▶ _WRITTEN PROBLEM_:
Transcribe the stretch of rows below from the line containing "the rocky riverbed" through the end of the rows, both ends included, with every character unchanged.
++++++++
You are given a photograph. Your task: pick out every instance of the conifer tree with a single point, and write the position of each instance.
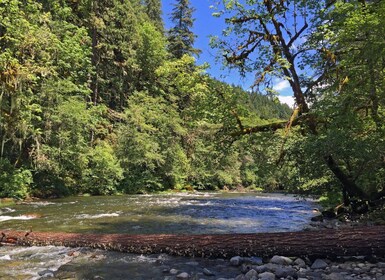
(153, 9)
(181, 38)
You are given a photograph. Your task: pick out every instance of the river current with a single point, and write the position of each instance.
(143, 214)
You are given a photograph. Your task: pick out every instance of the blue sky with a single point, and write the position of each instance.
(206, 25)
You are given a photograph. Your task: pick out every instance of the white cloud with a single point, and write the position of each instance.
(289, 100)
(282, 85)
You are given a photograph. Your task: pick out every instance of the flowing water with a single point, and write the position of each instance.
(144, 214)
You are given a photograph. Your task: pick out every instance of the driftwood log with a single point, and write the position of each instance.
(324, 243)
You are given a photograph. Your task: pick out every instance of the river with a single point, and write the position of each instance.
(140, 214)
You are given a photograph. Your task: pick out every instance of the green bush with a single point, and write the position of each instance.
(14, 182)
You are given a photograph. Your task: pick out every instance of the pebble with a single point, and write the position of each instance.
(319, 264)
(236, 261)
(281, 260)
(300, 263)
(208, 272)
(251, 274)
(183, 276)
(267, 276)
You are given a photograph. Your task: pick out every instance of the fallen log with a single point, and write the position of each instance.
(360, 241)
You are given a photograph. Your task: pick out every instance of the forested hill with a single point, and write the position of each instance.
(97, 97)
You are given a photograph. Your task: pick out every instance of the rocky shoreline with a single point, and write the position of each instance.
(253, 268)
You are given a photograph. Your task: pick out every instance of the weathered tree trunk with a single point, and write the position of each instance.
(348, 185)
(325, 243)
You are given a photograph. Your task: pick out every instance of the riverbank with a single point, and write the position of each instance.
(83, 263)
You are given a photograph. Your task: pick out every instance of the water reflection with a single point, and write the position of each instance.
(180, 213)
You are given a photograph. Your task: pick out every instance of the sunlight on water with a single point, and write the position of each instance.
(180, 213)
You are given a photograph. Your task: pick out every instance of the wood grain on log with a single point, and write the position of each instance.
(323, 243)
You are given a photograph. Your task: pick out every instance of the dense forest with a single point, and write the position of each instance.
(98, 97)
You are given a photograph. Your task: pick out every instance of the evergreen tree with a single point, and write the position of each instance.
(181, 38)
(153, 9)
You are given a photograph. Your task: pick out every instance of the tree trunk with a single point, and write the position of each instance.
(348, 186)
(325, 243)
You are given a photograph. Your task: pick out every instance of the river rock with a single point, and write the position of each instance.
(236, 261)
(319, 264)
(300, 263)
(281, 260)
(253, 260)
(284, 272)
(208, 272)
(251, 274)
(266, 267)
(241, 277)
(46, 273)
(183, 276)
(246, 268)
(334, 276)
(266, 276)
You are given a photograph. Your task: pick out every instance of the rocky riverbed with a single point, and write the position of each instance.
(278, 267)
++++++++
▶ _EXERCISE OUTPUT_:
You are given a photograph. Your task: pick out every instance of the rocky riverbed with a single point, and write the position of each instance.
(278, 267)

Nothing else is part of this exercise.